• _TASK GOAL_:
Would you restate the entries below word for word, leaving out the images?

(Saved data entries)
□ □ □ □
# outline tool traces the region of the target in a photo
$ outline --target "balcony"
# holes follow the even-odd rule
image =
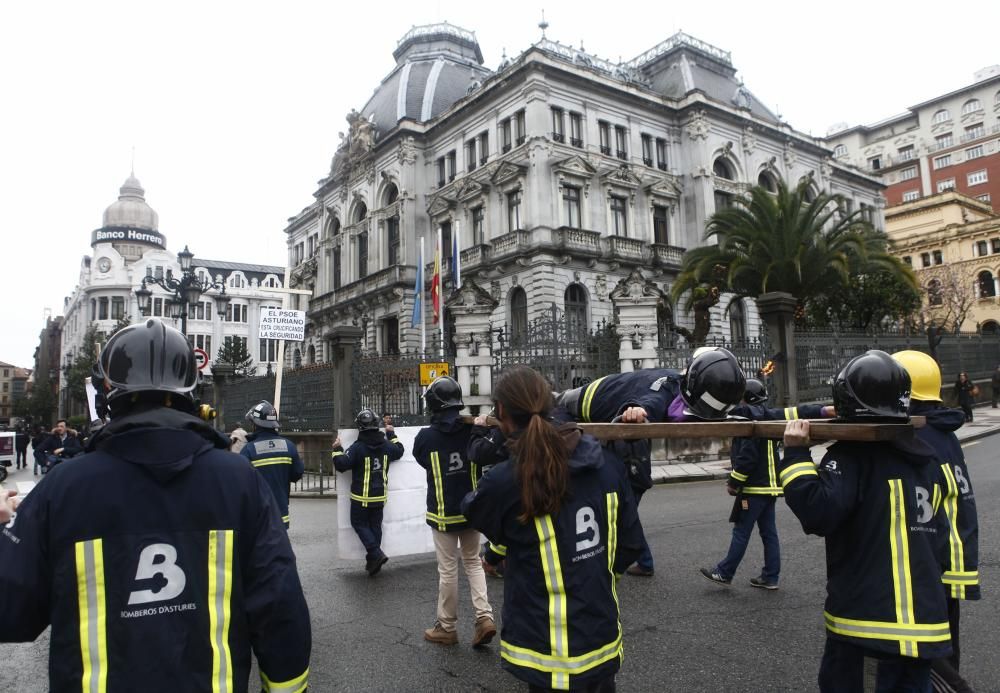
[[[653,252],[654,265],[672,269],[680,269],[681,262],[684,260],[684,253],[687,252],[687,248],[679,248],[664,243],[653,243],[649,248]]]
[[[611,156],[611,147],[606,147],[606,146],[604,146],[602,144],[601,145],[601,154],[603,154],[604,156]]]
[[[618,158],[621,159],[622,161],[628,159],[628,152],[626,152],[624,149],[617,150],[615,154],[617,154]]]
[[[553,142],[559,142],[561,144],[565,144],[566,143],[566,135],[562,134],[561,132],[553,132],[552,133],[552,141]]]
[[[522,144],[524,144],[524,139],[525,139],[525,138],[524,138],[524,135],[521,135],[520,137],[518,137],[518,138],[517,138],[517,141],[515,142],[515,144],[516,144],[516,145],[517,145],[518,147],[520,147],[520,146],[521,146]]]
[[[649,156],[644,156],[642,157],[642,163],[645,164],[646,166],[651,167],[653,165],[653,158]]]
[[[507,143],[500,148],[500,152],[503,154],[506,154],[509,151],[510,151],[510,143]]]
[[[666,171],[667,170],[667,162],[666,161],[658,161],[656,163],[656,168],[660,169],[661,171]]]
[[[577,149],[583,149],[583,140],[579,137],[570,137],[569,143],[576,147]]]
[[[392,265],[334,290],[333,304],[344,303],[373,293],[381,293],[399,285],[412,288],[416,281],[416,267]]]
[[[614,260],[641,263],[646,259],[646,244],[637,238],[608,236],[608,252]]]
[[[560,226],[553,233],[556,246],[572,255],[601,256],[601,234],[570,226]]]
[[[527,231],[511,231],[493,239],[490,258],[497,262],[503,258],[520,255],[528,250],[531,234]]]
[[[462,269],[472,270],[487,264],[490,261],[491,250],[485,243],[466,248],[461,253]]]

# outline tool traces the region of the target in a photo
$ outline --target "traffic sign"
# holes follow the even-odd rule
[[[260,309],[260,339],[287,339],[301,342],[306,338],[306,312],[282,308]]]
[[[198,362],[198,370],[199,371],[205,370],[205,366],[208,365],[208,352],[205,351],[204,349],[196,348],[194,350],[194,358],[195,361]]]
[[[430,385],[435,378],[448,375],[447,363],[421,363],[420,364],[420,384]]]

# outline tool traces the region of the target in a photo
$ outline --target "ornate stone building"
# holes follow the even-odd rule
[[[709,216],[751,185],[807,178],[881,225],[878,182],[768,110],[728,52],[686,34],[623,63],[543,37],[491,70],[474,34],[437,24],[410,30],[393,56],[285,229],[291,284],[313,291],[293,307],[308,311],[317,359],[344,325],[380,353],[419,347],[420,239],[431,263],[439,228],[449,347],[492,342],[499,327],[516,338],[553,304],[567,324],[634,331],[612,294],[638,270],[640,288],[618,293],[659,305],[634,335],[648,350],[693,324],[665,293]],[[453,237],[467,285],[454,294]],[[712,310],[713,337],[757,334],[753,305],[724,296]],[[429,348],[436,330],[428,322]]]
[[[61,416],[83,413],[73,409],[74,403],[68,397],[65,369],[80,353],[87,329],[95,325],[98,333],[106,335],[122,321],[138,320],[135,291],[142,285],[143,277],[181,276],[176,252],[167,250],[167,239],[159,231],[159,215],[146,202],[145,190],[138,179],[129,176],[119,193],[118,199],[104,211],[101,227],[91,233],[92,254],[83,256],[77,285],[63,301],[61,343],[57,350],[61,365],[58,375]],[[277,344],[274,340],[258,340],[258,316],[261,307],[281,306],[281,295],[267,289],[281,288],[285,268],[195,257],[192,269],[203,280],[211,277],[225,283],[226,293],[232,296],[225,316],[216,314],[212,302],[215,291],[202,294],[197,304],[188,307],[187,332],[191,343],[209,355],[205,373],[211,373],[219,347],[234,339],[247,347],[258,373],[266,372],[276,363]],[[155,285],[148,288],[153,292],[151,314],[171,317],[167,292]],[[179,321],[175,324],[180,327]],[[44,341],[43,334],[43,344]],[[36,364],[39,367],[44,364]],[[79,404],[75,406],[78,408]]]

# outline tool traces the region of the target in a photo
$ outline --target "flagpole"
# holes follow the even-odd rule
[[[437,295],[437,304],[438,305],[437,305],[437,309],[438,310],[437,310],[437,314],[438,314],[438,318],[440,320],[439,327],[441,328],[441,358],[443,359],[444,358],[444,300],[443,300],[443,295],[444,295],[444,277],[441,276],[441,274],[442,274],[442,272],[441,272],[441,270],[442,270],[441,265],[443,264],[441,262],[441,259],[442,259],[441,256],[444,253],[444,248],[442,247],[442,244],[443,244],[443,241],[441,240],[441,227],[438,226],[438,240],[437,240],[437,247],[438,247],[438,251],[437,251],[437,258],[438,258],[438,260],[437,260],[437,263],[438,263],[438,295]]]
[[[417,276],[420,277],[420,358],[424,357],[427,352],[427,311],[424,310],[424,306],[427,302],[424,301],[424,268],[427,263],[424,262],[424,237],[420,237],[420,268],[417,270]]]

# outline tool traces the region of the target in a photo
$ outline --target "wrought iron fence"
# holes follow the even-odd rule
[[[521,329],[501,327],[493,334],[494,378],[511,366],[531,366],[559,391],[621,370],[615,326],[602,321],[588,328],[555,304]]]
[[[337,474],[333,469],[332,450],[299,453],[306,471],[292,484],[292,493],[299,495],[329,495],[337,492]]]
[[[334,421],[333,364],[286,370],[281,383],[281,427],[286,431],[329,431]],[[275,378],[262,375],[221,386],[221,403],[228,430],[262,399],[274,399]]]
[[[451,373],[455,372],[455,360],[451,355],[442,359],[438,354],[419,352],[359,353],[351,373],[354,413],[371,409],[379,416],[392,416],[397,426],[426,426],[430,417],[424,413],[420,364],[442,362],[448,364]]]
[[[941,367],[945,389],[965,371],[970,380],[989,378],[1000,364],[1000,336],[943,334],[933,355]],[[922,332],[795,331],[796,379],[800,402],[830,399],[830,386],[840,369],[869,349],[888,353],[913,349],[930,354],[930,342]],[[779,366],[780,367],[780,366]]]
[[[706,339],[703,344],[693,344],[677,333],[669,332],[661,336],[660,346],[656,349],[660,368],[684,370],[691,361],[695,349],[703,346],[728,349],[750,377],[757,377],[761,369],[771,359],[770,347],[767,338],[763,335],[737,340],[713,337]]]

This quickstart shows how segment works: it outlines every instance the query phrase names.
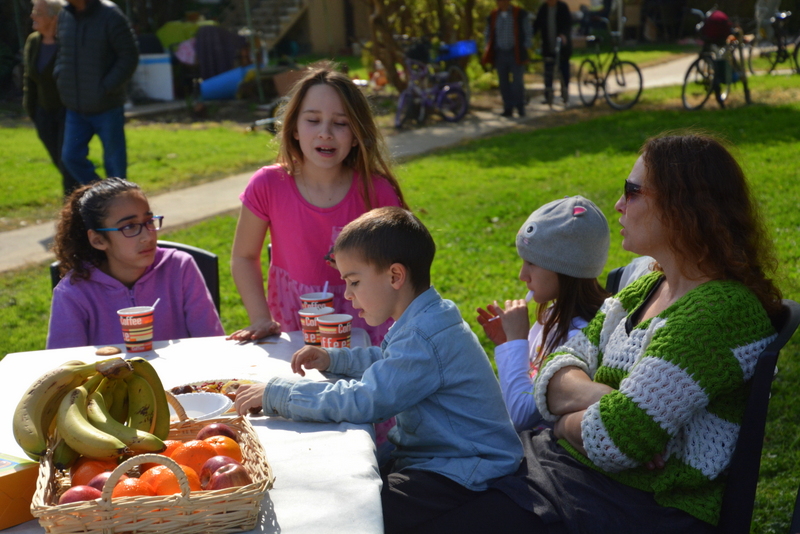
□ □ □ □
• _FINISHED EXERCISE_:
# outline tool traces the region of the target in a photo
$ outline --target "balcony"
# holes follow the even-odd rule
image =
[[[653,252],[654,265],[672,269],[680,269],[681,262],[684,260],[684,253],[687,252],[687,248],[679,248],[664,243],[653,243],[649,248]]]
[[[611,156],[611,147],[606,147],[606,146],[604,146],[602,144],[601,145],[601,154],[603,154],[604,156]]]
[[[618,158],[621,159],[622,161],[628,159],[628,152],[626,152],[624,149],[617,150],[615,154],[617,154]]]
[[[553,142],[559,142],[561,144],[565,144],[566,143],[566,135],[562,134],[561,132],[553,132],[552,133],[552,141]]]
[[[522,144],[524,144],[524,139],[525,139],[525,138],[524,138],[524,135],[521,135],[520,137],[518,137],[518,138],[517,138],[517,141],[515,142],[515,144],[516,144],[516,145],[517,145],[518,147],[520,147],[520,146],[521,146]]]
[[[649,156],[644,156],[642,157],[642,163],[645,164],[646,166],[651,167],[653,165],[653,158]]]
[[[507,143],[500,148],[500,152],[503,154],[506,154],[509,151],[510,151],[510,143]]]
[[[666,171],[667,170],[667,162],[666,161],[658,161],[656,163],[656,168],[660,169],[661,171]]]
[[[577,149],[583,149],[583,140],[579,137],[570,137],[569,143],[576,147]]]
[[[392,265],[334,290],[333,304],[344,303],[373,293],[381,293],[399,285],[412,288],[416,281],[416,267]]]
[[[614,260],[641,263],[646,259],[646,244],[637,238],[608,236],[608,252]]]
[[[560,226],[553,233],[556,246],[572,255],[601,256],[601,234],[570,226]]]
[[[527,231],[511,231],[493,239],[490,258],[497,262],[503,258],[520,255],[528,250],[531,234]]]
[[[462,269],[472,270],[487,264],[490,261],[491,250],[485,243],[466,248],[461,253]]]

# outline tool traces the region of the target in a photo
$ outline --target "traffic sign"
# holes follow the even-odd rule
[[[260,309],[260,339],[287,339],[301,342],[306,338],[306,312],[282,308]]]
[[[198,362],[198,370],[199,371],[205,370],[205,366],[208,365],[208,352],[205,351],[204,349],[196,348],[194,350],[194,358],[195,361]]]
[[[430,385],[435,378],[448,375],[447,363],[421,363],[420,364],[420,384]]]

# outline tool traces the region of the target in a photo
$ outline --target "ornate stone building"
# holes follow the even-odd rule
[[[709,216],[751,185],[807,178],[881,225],[878,182],[768,110],[728,52],[686,34],[623,63],[543,37],[491,70],[474,34],[437,24],[410,30],[393,56],[285,229],[291,284],[313,291],[293,307],[308,311],[317,359],[344,325],[380,353],[419,347],[420,239],[431,263],[439,228],[449,347],[492,342],[499,327],[516,338],[553,304],[567,324],[634,331],[612,294],[638,270],[640,288],[618,293],[659,305],[634,335],[648,350],[693,324],[665,293]],[[453,237],[467,285],[454,294]],[[712,310],[713,337],[757,334],[753,305],[724,296]],[[429,348],[436,330],[428,322]]]
[[[61,416],[83,413],[73,409],[74,403],[68,397],[65,369],[80,353],[87,329],[95,325],[98,333],[106,335],[122,321],[138,320],[135,291],[142,285],[143,277],[181,276],[176,252],[167,250],[167,239],[159,231],[159,215],[146,202],[145,190],[138,179],[129,176],[119,193],[118,199],[104,211],[101,227],[91,233],[92,254],[83,256],[77,285],[63,301],[61,343],[57,350],[61,365],[58,375]],[[277,344],[274,340],[258,340],[258,316],[261,307],[281,306],[281,295],[267,289],[281,288],[285,268],[195,257],[192,269],[203,280],[211,277],[225,283],[226,293],[232,296],[225,316],[216,314],[212,302],[215,291],[202,294],[197,304],[188,307],[187,332],[191,343],[209,355],[205,373],[211,373],[219,347],[234,339],[247,347],[258,373],[266,372],[276,363]],[[155,285],[148,288],[153,292],[151,314],[171,317],[167,292]],[[179,321],[175,324],[180,327]],[[44,341],[43,334],[43,344]],[[36,364],[39,367],[44,364]],[[79,404],[75,406],[78,408]]]

# outline tool traces the region of the target in a photo
$ outline --target "flagpole"
# holes follow the even-odd rule
[[[437,295],[437,304],[438,305],[437,305],[437,309],[438,310],[437,310],[437,314],[438,314],[438,318],[440,320],[439,327],[441,328],[441,358],[443,359],[444,358],[444,300],[443,300],[443,295],[444,295],[444,277],[441,276],[441,274],[442,274],[442,272],[441,272],[441,270],[442,270],[441,265],[443,264],[441,262],[441,259],[442,259],[441,256],[444,253],[444,248],[442,247],[442,244],[443,244],[443,241],[441,240],[441,227],[438,226],[438,240],[437,240],[437,247],[438,247],[438,251],[437,251],[437,258],[438,258],[438,260],[437,260],[437,263],[438,263],[438,295]]]
[[[417,276],[420,277],[420,358],[424,357],[427,352],[427,311],[424,310],[424,306],[427,302],[424,301],[424,268],[427,263],[424,262],[424,237],[420,237],[420,268],[417,270]]]

# outline tool traces the region of the target in a photo
$ outline --target "wrought iron fence"
# holes follow the even-odd rule
[[[521,329],[501,327],[493,334],[494,378],[511,366],[531,366],[559,391],[621,370],[615,326],[602,321],[588,328],[555,304]]]
[[[337,474],[333,469],[332,450],[299,453],[306,471],[292,484],[292,493],[299,495],[329,495],[337,492]]]
[[[334,421],[333,364],[286,370],[281,383],[281,427],[286,431],[329,431]],[[275,378],[262,375],[221,386],[221,403],[228,430],[262,399],[274,399]]]
[[[451,373],[455,372],[455,360],[451,355],[442,359],[438,354],[419,352],[359,353],[351,373],[354,413],[371,409],[379,416],[392,416],[397,426],[426,426],[430,417],[424,413],[420,364],[442,362],[448,364]]]
[[[941,367],[945,389],[965,371],[970,380],[989,378],[1000,364],[1000,336],[943,334],[933,355]],[[922,332],[795,331],[796,379],[800,402],[830,399],[830,386],[840,369],[869,349],[888,353],[913,349],[930,354],[930,342]],[[779,366],[780,367],[780,366]]]
[[[706,339],[703,344],[693,344],[677,333],[669,332],[661,336],[660,346],[656,349],[660,368],[684,370],[691,361],[695,349],[703,346],[728,349],[750,377],[757,377],[761,369],[771,359],[770,347],[767,338],[763,335],[737,340],[713,337]]]

This quickstart shows how segment works: it outlines every instance the query phrase names.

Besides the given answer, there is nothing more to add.